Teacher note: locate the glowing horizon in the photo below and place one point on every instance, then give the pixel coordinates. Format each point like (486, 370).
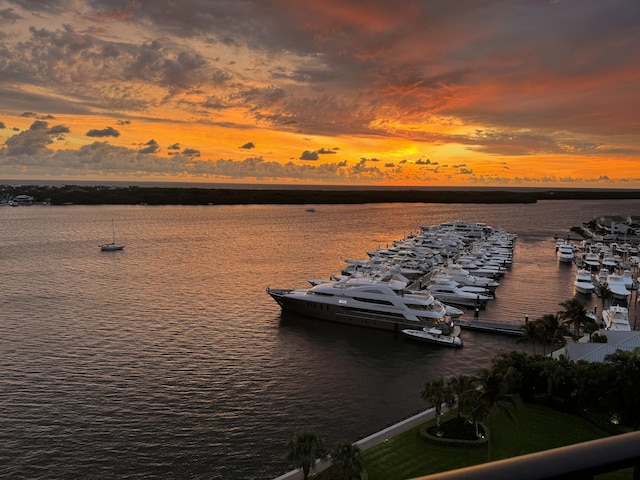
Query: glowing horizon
(522, 94)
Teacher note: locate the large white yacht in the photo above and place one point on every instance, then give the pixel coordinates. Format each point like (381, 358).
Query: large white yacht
(616, 317)
(364, 302)
(616, 285)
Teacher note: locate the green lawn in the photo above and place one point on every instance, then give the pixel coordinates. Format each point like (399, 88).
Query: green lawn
(538, 428)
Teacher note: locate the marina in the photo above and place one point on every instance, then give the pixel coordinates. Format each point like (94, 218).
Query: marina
(169, 359)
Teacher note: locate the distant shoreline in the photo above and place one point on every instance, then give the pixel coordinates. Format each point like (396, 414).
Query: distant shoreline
(134, 195)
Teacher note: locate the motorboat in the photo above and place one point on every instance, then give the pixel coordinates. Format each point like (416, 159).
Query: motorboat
(364, 302)
(616, 285)
(453, 295)
(590, 260)
(441, 335)
(565, 253)
(583, 282)
(616, 318)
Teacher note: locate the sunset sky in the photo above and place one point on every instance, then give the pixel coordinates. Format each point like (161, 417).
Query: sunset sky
(495, 93)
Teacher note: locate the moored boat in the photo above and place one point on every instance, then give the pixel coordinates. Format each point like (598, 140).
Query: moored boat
(583, 282)
(441, 335)
(373, 304)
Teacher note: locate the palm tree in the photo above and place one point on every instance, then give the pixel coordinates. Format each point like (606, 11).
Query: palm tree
(575, 313)
(438, 394)
(530, 334)
(346, 456)
(463, 387)
(303, 450)
(493, 397)
(625, 386)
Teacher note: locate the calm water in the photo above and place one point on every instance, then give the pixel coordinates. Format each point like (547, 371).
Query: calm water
(169, 360)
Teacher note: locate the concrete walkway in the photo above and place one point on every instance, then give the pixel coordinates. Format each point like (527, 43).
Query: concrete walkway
(368, 442)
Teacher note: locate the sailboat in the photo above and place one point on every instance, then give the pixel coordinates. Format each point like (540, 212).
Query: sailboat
(113, 246)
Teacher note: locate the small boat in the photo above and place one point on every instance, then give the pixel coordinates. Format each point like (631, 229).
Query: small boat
(583, 283)
(616, 318)
(113, 246)
(437, 335)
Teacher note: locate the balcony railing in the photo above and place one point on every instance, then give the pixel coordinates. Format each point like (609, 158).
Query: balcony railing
(580, 461)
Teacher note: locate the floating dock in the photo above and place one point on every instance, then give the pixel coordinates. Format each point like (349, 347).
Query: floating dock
(488, 326)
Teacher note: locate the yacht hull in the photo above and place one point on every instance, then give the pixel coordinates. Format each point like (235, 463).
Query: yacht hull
(361, 317)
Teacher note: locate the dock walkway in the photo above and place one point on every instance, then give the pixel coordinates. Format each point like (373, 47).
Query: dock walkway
(492, 326)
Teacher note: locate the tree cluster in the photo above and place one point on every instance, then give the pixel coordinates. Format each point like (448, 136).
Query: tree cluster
(306, 447)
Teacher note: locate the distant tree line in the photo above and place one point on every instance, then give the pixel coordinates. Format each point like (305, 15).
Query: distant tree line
(133, 195)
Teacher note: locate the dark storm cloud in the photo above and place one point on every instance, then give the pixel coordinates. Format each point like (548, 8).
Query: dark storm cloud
(191, 152)
(308, 155)
(9, 15)
(30, 142)
(150, 147)
(59, 129)
(105, 132)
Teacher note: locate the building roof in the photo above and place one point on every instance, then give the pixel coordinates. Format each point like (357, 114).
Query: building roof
(596, 352)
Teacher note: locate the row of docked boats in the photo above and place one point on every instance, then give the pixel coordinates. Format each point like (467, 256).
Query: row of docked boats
(418, 286)
(606, 270)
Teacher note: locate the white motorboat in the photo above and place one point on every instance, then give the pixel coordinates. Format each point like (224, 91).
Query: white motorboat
(364, 302)
(616, 317)
(583, 282)
(627, 277)
(441, 335)
(590, 260)
(616, 285)
(565, 253)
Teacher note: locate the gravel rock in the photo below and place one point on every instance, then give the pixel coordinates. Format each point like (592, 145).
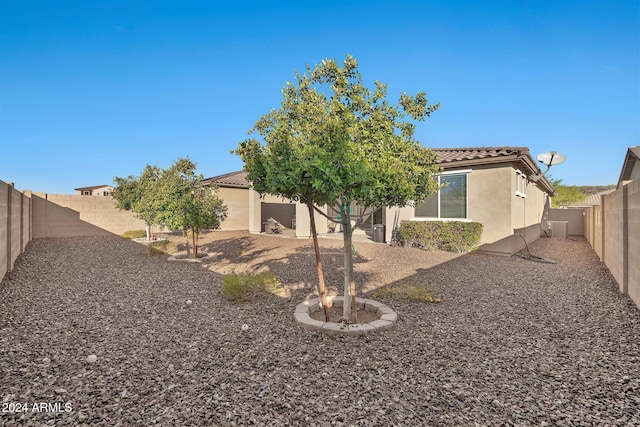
-----
**Problem requirements:** Work through the data and report how many of its lines hold the word "below", giving only the figure.

**Written response:** 2